→ **Problem 1**
In the neural networks excerpt, condense the paragraph beginning "Recurrent neural networks (RNNs) represent a different way" into a shorter version that keeps its main facts.
→ **Problem 2**
List every place name that appears in the learned-relationship example the authors point out in the neural networks excerpt.
→ **Problem 3**
Using the neural networks excerpt, decide whether each statement agrees with it, and answer yes or no along with the words that settle it: (a) A recurrent neural network produces its output one word at a time. (b) The seq2seq framework relies on three RNNs. (c) The two earlier approaches to classifying handwritten digits learned weights and biases from hidden states.

┌─ Excerpted passage

The city of _________ has an oceanic climate.
This enables us to find synonyms as the TensorFlow Embedding Projector shows. But the authors also pointed out some interesting examples of the learned relationships, such as how, in the embedding space, Paris - France + Italy = Rome
.
Recurrent neural networks¶
Although word embeddings produce a semantic representation for the meaning of words, there still remains a challenge of how we might combine these word embeddings to form meaningful sentences. How might we use machine learning to combine word embeddings in a way that is sensitive to context?
Earlier, we learned two ways that neural networks could be used to classify handwritten digit images. But both approaches (scikit-learn MLPClassifier
and Keras Conv2D
) involved learning weights and biases only from the input pixel values. In language modeling where the possible sequences of words are infinite, it becomes much harder to train neural network weights and biases to directly handle every possibility.
Recurrent neural networks (RNNs) represent a different way of organizing a neural network by calculating the output of a neuron taking into account not only the inputs but also a hidden state that represents previously-generated outputs. Unlike hidden layers in a neural network, hidden states provide additional information about previously-generated steps to the current step. In other words, a RNN learns to predict the next word based on the current input as well as information obtained from previous words.
For example, we can use recurrent neural networks for language modeling by considering how they might generate a response sequence. Given an input X
of one or more words, a recurrent neural network generates an output O
one word at a time while considering the hidden state V
.
Example code using keras: character-level text generation with LSTM
Sequence-to-sequence framework¶
The seq2seq framework utilizes 2 RNNs to implement "sequence-to-sequence" tasks:
- An encoder that learns a machine representation for an input sequence, or context.

└─
┌─ Material provided

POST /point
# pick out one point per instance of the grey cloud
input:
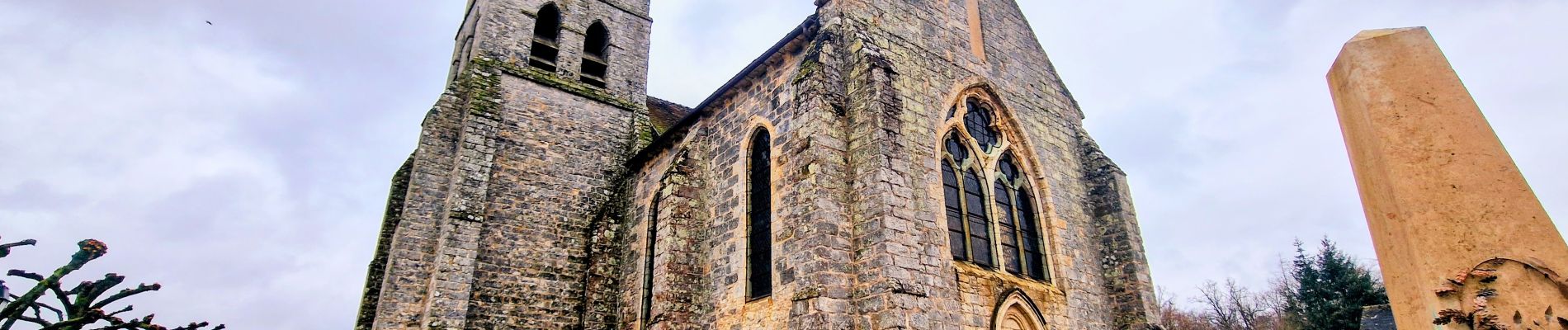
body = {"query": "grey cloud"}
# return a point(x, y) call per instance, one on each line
point(245, 163)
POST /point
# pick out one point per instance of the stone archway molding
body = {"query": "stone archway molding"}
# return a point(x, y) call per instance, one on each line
point(1017, 312)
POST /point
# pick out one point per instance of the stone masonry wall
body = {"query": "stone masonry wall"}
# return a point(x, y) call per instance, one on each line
point(507, 31)
point(521, 210)
point(513, 176)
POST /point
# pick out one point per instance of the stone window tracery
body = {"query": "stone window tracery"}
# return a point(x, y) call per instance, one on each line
point(1017, 223)
point(968, 225)
point(975, 152)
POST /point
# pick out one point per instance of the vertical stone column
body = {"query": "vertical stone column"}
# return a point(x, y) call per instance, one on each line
point(1462, 238)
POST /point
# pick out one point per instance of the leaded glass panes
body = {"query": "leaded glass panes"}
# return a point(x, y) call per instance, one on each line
point(972, 209)
point(1021, 251)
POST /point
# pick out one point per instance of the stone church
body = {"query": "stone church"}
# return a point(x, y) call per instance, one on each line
point(886, 165)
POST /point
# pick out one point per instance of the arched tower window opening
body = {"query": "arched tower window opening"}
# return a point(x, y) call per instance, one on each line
point(1017, 223)
point(546, 33)
point(759, 216)
point(596, 50)
point(968, 225)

└─

→ **Problem solution 1**
Recurrent neural networks (RNNs) compute a neuron's output from both the inputs and a hidden state that represents previously generated outputs. Unlike hidden layers, hidden states pass information about earlier steps to the current step. An RNN therefore predicts the next word from the current input together with information from previous words.

→ **Problem solution 2**
Paris, France, Italy, Rome

→ **Problem solution 3**
(a) Yes: "one word at a time while considering the hidden state"
(b) No: "The seq2seq framework utilizes 2 RNNs"
(c) No: "involved learning weights and biases only from the input pixel values"